Segment Open

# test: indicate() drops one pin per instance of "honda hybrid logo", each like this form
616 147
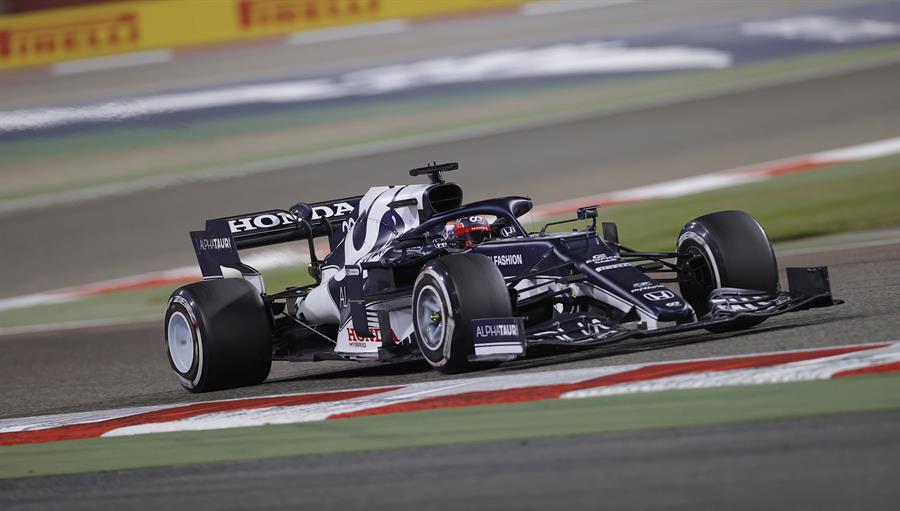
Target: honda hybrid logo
658 296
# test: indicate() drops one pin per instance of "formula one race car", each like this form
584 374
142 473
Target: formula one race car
414 273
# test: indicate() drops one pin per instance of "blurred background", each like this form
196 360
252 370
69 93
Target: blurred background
125 124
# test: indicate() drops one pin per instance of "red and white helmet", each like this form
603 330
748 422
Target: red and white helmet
471 230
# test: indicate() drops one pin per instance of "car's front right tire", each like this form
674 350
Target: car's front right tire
218 335
449 293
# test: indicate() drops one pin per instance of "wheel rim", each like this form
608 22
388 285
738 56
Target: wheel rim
181 342
431 318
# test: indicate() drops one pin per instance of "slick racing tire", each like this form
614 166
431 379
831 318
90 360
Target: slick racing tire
218 335
725 249
449 293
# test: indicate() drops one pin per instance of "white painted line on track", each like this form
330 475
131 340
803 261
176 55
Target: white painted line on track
350 32
726 178
861 151
773 367
562 6
837 247
112 62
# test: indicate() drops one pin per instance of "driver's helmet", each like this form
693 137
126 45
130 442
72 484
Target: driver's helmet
471 230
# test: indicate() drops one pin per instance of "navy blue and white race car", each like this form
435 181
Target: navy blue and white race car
414 273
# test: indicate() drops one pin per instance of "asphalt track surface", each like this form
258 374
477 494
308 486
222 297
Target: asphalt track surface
835 462
122 366
147 231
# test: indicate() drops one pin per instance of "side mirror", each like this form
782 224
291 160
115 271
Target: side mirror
302 211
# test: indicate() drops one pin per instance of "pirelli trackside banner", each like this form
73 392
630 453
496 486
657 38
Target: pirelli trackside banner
122 27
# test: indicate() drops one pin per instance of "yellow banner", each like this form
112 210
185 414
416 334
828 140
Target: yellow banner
124 27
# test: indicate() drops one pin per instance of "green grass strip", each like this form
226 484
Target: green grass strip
561 417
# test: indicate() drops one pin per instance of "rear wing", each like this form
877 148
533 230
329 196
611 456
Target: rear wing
218 244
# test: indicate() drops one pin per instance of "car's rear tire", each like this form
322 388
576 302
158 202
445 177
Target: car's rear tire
725 249
218 335
449 293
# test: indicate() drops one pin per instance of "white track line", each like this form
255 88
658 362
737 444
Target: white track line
112 62
561 6
724 179
351 32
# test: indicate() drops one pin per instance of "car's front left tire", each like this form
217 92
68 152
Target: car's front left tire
218 335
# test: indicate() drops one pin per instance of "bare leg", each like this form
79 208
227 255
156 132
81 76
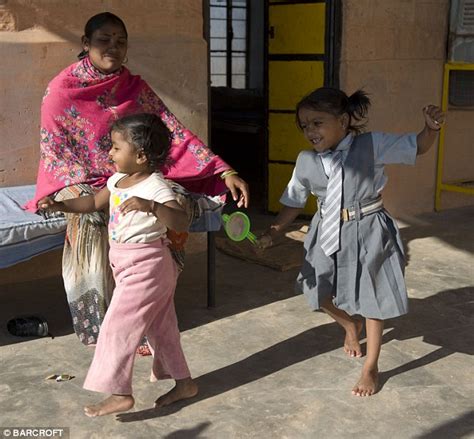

Segment Closed

Work task: For this exercise, retype the data above exactly and skip every image.

Solution for this exercise:
# test: indicate() drops one pin per instance of "honda hybrid logo", each like this form
616 147
Target: honda hybrid logo
658 296
# test: indicate() drops one pin per instance of "formula one race car", each like this form
584 374
142 473
Target: formula one race car
414 273
# test: indicate() drops one pin per instance of "blurred background", each like this form
196 360
252 370
69 93
Target: blurred background
125 124
# test: indicate() drops one pin per instance of "red and white helmet", each like this form
603 330
748 422
Target: red and white helmet
471 230
# test: indicate() drops one pin per instance of "car's front right tire", each like this form
674 350
Target: car's front right tire
218 335
449 293
# test: indicate() drops one pin per instance of "wheel rim", each like this form
608 22
388 285
738 56
Target: wheel rim
181 342
431 318
# test: indicate() drops one pin per instance of "slick racing tire", each like this form
614 166
431 379
831 318
90 360
Target: slick racing tire
218 335
725 249
449 293
# test: indicate() drops one pin per instance of "white painted line on track", each like this form
330 475
131 340
803 261
176 55
Target: white painted line on track
350 32
726 178
861 151
773 367
562 6
837 247
112 62
# test: indicate() drops one pin per instance of "driver's helmet", each like this form
693 137
126 45
130 442
72 484
Target: driver's helmet
471 230
# test: indicate() drops one pin per instance of "navy blue and white race car", each like this form
435 181
Target: navy blue and white race car
414 273
# test: indicate() drops one pin per instance of "asphalt track surface", each like this form
258 374
477 494
308 486
222 297
Target: asphalt track surface
835 462
122 366
147 231
# test: indicate() drops one pin per instance of "side mirror", each like this form
782 224
291 160
115 271
Target: side mirror
302 211
# test: indicate() drops one pin per instance of "pirelli trackside banner", each like this form
73 392
630 453
496 486
657 38
Target: pirelli trackside banner
122 27
# test: indicate() drops one pin per instance of "yellow banner", each like this form
112 210
185 414
416 334
828 140
Target: yellow banner
124 27
# test: indicate() drops one pin per instance of "green grass strip", each like this form
226 484
Target: green grass strip
561 417
# test: indicate() drops one pin per instance of "rear wing", each like this form
877 148
533 230
329 196
611 456
Target: rear wing
218 244
# test: indicate() drops one pin per instance of "car's rear tire", each like this form
322 388
576 302
158 202
445 177
Target: car's rear tire
725 249
218 335
449 293
# test: indicate() drops one pin per instance of "white track line", each like this form
255 88
658 362
737 444
Target: white track line
112 62
561 6
724 179
351 32
# test: indicate() drops one pin per instance of "car's front left tire", each like this form
217 92
68 152
Target: car's front left tire
218 335
# test: indicate() drops one pin per instance of "bare leg", each like this form
79 208
227 255
156 132
81 76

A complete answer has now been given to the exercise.